> _Work instruction_:
Write out, word for word, the part of the text on Chronic Fatigue Syndrome that begins with the words containing "In this week’s" and ends with "from those diagnosed with Chronic Fatigue Syndrome.".
(Selected text begins)
In this week’s Time Magazine, the very costly issue of Chronic Pain is featured. On last night’s CBS Evening News, it was reported that researchers have discovered DNA markers and over 700 distinct proteins found in the spinal fluid of the those diagnosed with Chronic Fatigue Syndrome. At the same time, these studies revealed a completely separate set of identifiable markers for those suffering from chronic Lyme Disease. At the end of last year, the governing body in charge of the national blood supply decided to stop accepting blood donations from those diagnosed with Chronic Fatigue Syndrome.
Up until all of these very recent revelations, most doctors thought people with symptoms of CFS (or the other commonly used name Chronic Fatigue Immune Deficiency Syndrome, aka CFIDS) had “psychosomatic” illness and treated them as such. Meanwhile, most of the population mistook the name of the illness to be the same thing as Epstein-Barr Virus. Still others labeled these patients as being lazy.
At this time, there is no known cause or cure.
(Selected text ends)
(Source data begins)
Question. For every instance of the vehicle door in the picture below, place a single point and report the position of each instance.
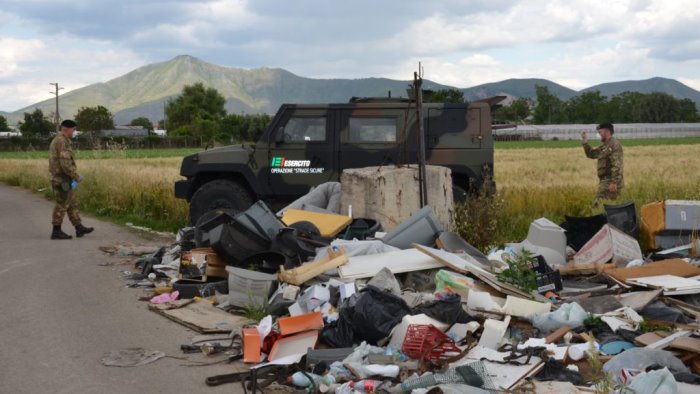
(301, 152)
(371, 137)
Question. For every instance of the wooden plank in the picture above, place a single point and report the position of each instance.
(650, 337)
(600, 304)
(328, 224)
(638, 300)
(572, 268)
(204, 318)
(459, 264)
(671, 284)
(662, 343)
(686, 343)
(676, 267)
(397, 262)
(557, 335)
(308, 271)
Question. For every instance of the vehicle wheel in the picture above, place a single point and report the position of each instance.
(219, 194)
(459, 195)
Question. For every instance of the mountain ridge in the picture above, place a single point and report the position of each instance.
(144, 91)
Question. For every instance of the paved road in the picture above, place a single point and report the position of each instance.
(61, 311)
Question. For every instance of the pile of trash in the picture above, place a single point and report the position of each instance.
(312, 300)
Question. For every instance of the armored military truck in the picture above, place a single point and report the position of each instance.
(308, 144)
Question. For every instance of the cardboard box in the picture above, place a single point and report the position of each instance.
(682, 215)
(301, 323)
(609, 244)
(251, 345)
(198, 264)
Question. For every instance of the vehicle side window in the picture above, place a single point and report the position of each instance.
(372, 129)
(305, 129)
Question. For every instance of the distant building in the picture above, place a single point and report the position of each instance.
(125, 131)
(8, 134)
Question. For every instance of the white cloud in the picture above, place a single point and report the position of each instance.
(577, 43)
(17, 51)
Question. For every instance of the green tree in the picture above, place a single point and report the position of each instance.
(520, 108)
(447, 96)
(588, 107)
(688, 110)
(550, 109)
(658, 107)
(94, 119)
(3, 124)
(624, 107)
(35, 124)
(205, 129)
(142, 121)
(244, 127)
(195, 103)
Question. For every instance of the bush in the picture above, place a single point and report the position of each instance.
(479, 219)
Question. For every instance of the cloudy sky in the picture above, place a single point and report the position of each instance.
(576, 43)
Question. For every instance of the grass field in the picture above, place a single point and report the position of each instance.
(533, 180)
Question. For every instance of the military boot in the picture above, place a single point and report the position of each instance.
(81, 230)
(59, 234)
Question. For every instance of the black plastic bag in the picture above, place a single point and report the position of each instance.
(448, 310)
(553, 370)
(369, 315)
(338, 334)
(376, 313)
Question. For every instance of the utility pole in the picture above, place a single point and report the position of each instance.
(56, 116)
(418, 86)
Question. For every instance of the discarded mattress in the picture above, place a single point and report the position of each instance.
(547, 239)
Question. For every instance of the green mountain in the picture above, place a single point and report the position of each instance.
(517, 88)
(657, 84)
(145, 90)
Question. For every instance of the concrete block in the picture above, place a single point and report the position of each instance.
(390, 194)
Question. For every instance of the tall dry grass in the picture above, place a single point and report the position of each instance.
(557, 182)
(123, 190)
(531, 183)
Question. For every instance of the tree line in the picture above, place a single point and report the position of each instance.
(593, 107)
(199, 112)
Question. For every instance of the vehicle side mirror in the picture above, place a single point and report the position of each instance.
(279, 137)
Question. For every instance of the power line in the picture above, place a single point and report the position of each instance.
(56, 116)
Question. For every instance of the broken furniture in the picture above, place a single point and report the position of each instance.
(248, 288)
(609, 244)
(422, 228)
(581, 229)
(624, 217)
(670, 223)
(250, 232)
(300, 275)
(328, 224)
(390, 194)
(546, 239)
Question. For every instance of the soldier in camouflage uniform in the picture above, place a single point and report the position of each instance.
(610, 167)
(64, 176)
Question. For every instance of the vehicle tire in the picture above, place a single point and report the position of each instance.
(219, 194)
(459, 195)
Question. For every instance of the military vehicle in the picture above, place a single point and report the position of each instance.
(307, 144)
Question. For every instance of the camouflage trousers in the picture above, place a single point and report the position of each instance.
(604, 194)
(65, 203)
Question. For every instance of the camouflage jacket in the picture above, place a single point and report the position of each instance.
(61, 162)
(609, 157)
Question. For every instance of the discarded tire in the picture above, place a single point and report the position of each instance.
(191, 288)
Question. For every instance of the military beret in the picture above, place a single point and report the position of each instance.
(68, 124)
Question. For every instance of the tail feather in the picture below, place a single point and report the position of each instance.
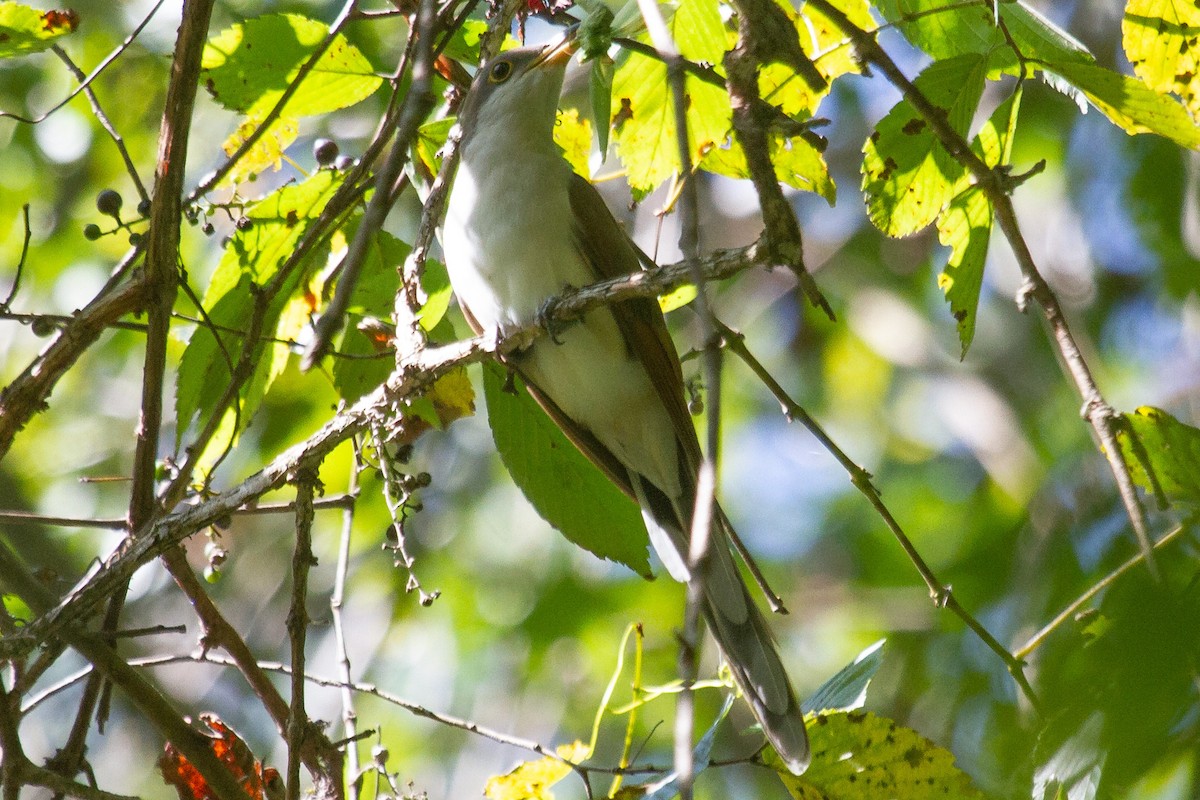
(738, 625)
(744, 639)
(Source data ends)
> _Task output_:
In this week’s Time Magazine, the very costly issue of Chronic Pain is featured. On last night’s CBS Evening News, it was reported that researchers have discovered DNA markers and over 700 distinct proteins found in the spinal fluid of the those diagnosed with Chronic Fatigue Syndrome. At the same time, these studies revealed a completely separate set of identifiable markers for those suffering from chronic Lyme Disease. At the end of last year, the governing body in charge of the national blood supply decided to stop accepting blood donations from those diagnosed with Chronic Fatigue Syndrome.